• **Aim of the task**
Please change "car" to "vehicle" in the material, starting at the line that contains "outline suv taillight" and ending at the end of the material, with everything else kept the same. Give back only that stretch.

━━━━━━━━━━━━━━━━━━━━

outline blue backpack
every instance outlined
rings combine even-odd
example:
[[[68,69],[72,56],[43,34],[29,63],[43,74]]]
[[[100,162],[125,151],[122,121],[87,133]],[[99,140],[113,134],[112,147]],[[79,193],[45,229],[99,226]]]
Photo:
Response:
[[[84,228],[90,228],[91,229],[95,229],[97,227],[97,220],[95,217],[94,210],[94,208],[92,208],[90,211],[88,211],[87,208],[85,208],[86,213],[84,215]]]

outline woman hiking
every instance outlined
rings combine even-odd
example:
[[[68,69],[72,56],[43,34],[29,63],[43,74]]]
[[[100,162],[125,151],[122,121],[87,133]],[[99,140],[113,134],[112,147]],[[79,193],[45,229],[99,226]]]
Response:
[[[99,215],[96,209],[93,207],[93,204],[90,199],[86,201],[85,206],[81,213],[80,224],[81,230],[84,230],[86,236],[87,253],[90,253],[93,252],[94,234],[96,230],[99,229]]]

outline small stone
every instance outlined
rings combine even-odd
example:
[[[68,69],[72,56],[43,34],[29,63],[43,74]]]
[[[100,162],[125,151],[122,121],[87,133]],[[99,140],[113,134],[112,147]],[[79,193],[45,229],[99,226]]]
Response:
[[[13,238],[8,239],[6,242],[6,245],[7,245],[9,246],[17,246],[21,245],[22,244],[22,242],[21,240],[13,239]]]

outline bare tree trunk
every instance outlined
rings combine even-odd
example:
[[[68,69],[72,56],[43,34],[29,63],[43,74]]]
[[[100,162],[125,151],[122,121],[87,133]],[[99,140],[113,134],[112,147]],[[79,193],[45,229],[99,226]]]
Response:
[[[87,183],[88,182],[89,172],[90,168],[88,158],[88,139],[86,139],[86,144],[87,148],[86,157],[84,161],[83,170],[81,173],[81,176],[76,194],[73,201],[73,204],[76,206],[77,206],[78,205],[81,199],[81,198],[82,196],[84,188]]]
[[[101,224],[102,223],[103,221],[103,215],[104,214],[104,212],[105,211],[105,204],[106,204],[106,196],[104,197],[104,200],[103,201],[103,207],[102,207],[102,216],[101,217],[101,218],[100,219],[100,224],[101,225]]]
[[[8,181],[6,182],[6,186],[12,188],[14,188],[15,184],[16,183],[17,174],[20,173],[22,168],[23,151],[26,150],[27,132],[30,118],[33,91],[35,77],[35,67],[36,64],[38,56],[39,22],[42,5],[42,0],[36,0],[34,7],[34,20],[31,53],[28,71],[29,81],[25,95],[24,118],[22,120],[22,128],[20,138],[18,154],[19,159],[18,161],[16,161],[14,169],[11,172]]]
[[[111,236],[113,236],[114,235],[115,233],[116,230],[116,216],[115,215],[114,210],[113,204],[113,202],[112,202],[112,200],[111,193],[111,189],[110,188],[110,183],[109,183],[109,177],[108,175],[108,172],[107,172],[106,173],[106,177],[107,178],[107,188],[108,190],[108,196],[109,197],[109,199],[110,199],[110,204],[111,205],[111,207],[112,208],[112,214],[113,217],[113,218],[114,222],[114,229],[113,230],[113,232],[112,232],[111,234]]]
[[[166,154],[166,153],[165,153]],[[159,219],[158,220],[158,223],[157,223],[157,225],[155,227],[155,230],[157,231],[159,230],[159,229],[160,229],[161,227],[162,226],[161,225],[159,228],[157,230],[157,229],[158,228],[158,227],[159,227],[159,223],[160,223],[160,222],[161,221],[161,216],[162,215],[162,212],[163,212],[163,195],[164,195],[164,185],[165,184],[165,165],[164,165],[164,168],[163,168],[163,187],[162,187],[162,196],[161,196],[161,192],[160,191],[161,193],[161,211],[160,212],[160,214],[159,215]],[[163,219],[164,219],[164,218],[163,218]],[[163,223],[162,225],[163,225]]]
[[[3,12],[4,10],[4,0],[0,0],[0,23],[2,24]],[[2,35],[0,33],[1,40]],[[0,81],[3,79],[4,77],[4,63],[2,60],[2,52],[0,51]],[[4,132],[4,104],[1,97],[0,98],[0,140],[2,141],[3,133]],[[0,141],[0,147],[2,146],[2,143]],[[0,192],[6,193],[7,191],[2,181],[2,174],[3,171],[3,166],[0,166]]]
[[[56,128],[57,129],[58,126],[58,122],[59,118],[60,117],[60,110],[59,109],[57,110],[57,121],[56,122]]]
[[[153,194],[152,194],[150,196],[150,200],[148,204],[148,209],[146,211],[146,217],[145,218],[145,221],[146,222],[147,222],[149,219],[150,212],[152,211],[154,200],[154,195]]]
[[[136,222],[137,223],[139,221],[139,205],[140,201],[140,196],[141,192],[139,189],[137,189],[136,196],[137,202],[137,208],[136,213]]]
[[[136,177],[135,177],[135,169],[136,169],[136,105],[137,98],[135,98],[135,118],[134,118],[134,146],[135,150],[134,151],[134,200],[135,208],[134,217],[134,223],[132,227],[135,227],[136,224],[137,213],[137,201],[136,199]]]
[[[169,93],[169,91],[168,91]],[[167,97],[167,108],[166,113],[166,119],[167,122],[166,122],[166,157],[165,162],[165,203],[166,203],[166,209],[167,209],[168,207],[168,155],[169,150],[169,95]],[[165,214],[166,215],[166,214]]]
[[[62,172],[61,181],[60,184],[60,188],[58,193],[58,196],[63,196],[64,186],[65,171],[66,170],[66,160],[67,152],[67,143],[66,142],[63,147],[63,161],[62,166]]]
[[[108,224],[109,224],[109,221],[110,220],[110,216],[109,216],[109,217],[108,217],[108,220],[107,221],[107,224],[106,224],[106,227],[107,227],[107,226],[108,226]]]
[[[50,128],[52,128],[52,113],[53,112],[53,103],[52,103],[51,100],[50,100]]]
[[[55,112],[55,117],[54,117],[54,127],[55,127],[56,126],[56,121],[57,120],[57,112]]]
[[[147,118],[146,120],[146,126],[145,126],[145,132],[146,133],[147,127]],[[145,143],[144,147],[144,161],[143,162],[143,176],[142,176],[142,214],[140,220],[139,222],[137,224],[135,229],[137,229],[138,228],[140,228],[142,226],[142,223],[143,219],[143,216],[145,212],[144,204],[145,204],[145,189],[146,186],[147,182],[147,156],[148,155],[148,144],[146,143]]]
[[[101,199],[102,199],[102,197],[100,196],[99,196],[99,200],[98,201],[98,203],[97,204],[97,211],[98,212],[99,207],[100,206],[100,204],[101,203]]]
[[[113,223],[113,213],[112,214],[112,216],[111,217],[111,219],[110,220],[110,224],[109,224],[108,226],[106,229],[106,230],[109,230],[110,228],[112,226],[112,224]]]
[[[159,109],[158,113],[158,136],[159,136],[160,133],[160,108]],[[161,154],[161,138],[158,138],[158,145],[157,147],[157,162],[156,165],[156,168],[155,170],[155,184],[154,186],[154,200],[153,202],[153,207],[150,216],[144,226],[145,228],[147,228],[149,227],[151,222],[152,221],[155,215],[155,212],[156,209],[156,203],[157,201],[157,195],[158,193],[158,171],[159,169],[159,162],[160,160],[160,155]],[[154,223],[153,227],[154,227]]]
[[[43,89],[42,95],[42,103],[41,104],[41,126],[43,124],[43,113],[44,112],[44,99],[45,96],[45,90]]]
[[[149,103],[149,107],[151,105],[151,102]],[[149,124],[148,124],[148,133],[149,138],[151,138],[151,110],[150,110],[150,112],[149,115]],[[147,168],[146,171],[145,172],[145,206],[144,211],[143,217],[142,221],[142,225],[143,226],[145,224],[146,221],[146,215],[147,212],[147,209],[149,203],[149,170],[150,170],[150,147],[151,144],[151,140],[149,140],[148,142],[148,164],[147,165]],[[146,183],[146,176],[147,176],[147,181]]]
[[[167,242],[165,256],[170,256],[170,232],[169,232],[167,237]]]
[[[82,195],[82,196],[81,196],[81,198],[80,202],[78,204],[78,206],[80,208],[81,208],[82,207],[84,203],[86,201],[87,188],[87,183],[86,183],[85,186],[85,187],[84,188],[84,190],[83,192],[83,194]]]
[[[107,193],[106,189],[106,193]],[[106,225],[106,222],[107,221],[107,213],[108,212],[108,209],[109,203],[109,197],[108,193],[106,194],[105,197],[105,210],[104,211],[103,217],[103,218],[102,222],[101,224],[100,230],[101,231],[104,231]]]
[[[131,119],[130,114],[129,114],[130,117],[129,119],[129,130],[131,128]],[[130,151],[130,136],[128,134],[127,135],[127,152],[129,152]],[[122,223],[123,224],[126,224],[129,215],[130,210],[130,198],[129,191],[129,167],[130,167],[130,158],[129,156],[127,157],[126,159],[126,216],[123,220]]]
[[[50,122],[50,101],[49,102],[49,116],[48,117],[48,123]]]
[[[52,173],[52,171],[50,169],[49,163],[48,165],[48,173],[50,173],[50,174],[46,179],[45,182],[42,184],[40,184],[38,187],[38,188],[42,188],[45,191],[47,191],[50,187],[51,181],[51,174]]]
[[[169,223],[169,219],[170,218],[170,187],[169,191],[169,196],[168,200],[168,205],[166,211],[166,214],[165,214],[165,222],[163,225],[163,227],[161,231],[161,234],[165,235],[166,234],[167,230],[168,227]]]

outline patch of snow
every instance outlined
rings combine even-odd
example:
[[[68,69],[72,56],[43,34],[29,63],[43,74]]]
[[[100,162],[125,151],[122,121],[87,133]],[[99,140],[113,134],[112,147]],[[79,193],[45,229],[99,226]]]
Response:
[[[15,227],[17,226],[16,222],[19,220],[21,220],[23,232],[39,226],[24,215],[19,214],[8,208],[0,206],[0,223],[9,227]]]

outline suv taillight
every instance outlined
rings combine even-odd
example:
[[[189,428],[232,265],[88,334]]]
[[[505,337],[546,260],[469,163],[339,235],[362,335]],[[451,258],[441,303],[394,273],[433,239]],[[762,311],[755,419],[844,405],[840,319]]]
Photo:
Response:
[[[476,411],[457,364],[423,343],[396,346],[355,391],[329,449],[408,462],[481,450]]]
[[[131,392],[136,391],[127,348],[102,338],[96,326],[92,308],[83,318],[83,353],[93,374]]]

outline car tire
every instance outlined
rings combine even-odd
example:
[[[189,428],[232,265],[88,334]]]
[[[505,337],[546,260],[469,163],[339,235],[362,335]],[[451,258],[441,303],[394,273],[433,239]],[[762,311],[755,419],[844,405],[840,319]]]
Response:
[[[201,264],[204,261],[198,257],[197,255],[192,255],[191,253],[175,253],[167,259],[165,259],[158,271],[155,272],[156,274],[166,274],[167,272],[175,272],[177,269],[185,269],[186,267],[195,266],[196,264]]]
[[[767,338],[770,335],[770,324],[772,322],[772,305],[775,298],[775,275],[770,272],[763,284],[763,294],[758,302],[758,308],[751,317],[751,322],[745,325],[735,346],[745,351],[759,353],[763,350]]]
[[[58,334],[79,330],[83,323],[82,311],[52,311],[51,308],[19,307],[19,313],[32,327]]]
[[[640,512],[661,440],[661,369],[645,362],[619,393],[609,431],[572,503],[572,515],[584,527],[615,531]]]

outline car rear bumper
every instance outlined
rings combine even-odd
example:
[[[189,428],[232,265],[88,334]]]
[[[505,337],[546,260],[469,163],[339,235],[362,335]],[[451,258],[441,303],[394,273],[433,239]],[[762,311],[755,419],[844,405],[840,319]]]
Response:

━━━━━━━━━━━━━━━━━━━━

• **Task output**
outline suv taillight
every instance outlined
rings combine even-odd
example:
[[[189,428],[232,265],[88,334]]]
[[[505,337],[546,260],[469,163],[339,235],[362,335]],[[451,258],[441,303],[394,273],[433,239]],[[762,311],[755,419],[844,405],[840,319]]]
Photo:
Response:
[[[476,411],[457,364],[423,343],[396,346],[355,391],[329,449],[408,462],[481,450]]]
[[[131,392],[136,391],[127,348],[102,338],[96,326],[92,308],[83,318],[83,353],[93,374]]]

outline vehicle tire
every instance outlined
rings combine even-odd
example:
[[[189,428],[232,265],[88,334]]]
[[[505,337],[546,260],[469,163],[339,235],[362,335]],[[451,258],[441,303],[394,273],[433,239]],[[762,311],[755,419],[844,405],[840,319]]]
Response:
[[[201,264],[204,261],[198,257],[197,255],[192,255],[191,253],[175,253],[167,259],[165,259],[158,271],[155,272],[156,274],[166,274],[167,272],[175,272],[177,269],[185,269],[186,267],[195,266],[196,264]]]
[[[767,338],[770,335],[770,324],[772,322],[772,305],[775,298],[775,275],[770,272],[763,284],[763,294],[758,302],[758,308],[751,317],[751,322],[745,325],[735,346],[745,351],[759,353],[763,350]]]
[[[58,334],[79,330],[83,323],[82,311],[52,311],[51,308],[19,307],[19,313],[32,327]]]
[[[640,512],[661,440],[661,369],[645,362],[619,393],[609,431],[572,503],[572,515],[584,527],[615,531]]]

outline vehicle rear bumper
every instance outlined
rings combine even-odd
example:
[[[189,428],[232,265],[88,334]]]
[[[505,337],[546,260],[469,163],[339,235],[362,335]],[[451,258],[441,303],[394,273],[433,239]],[[762,311],[755,419],[844,405],[840,319]]]
Response:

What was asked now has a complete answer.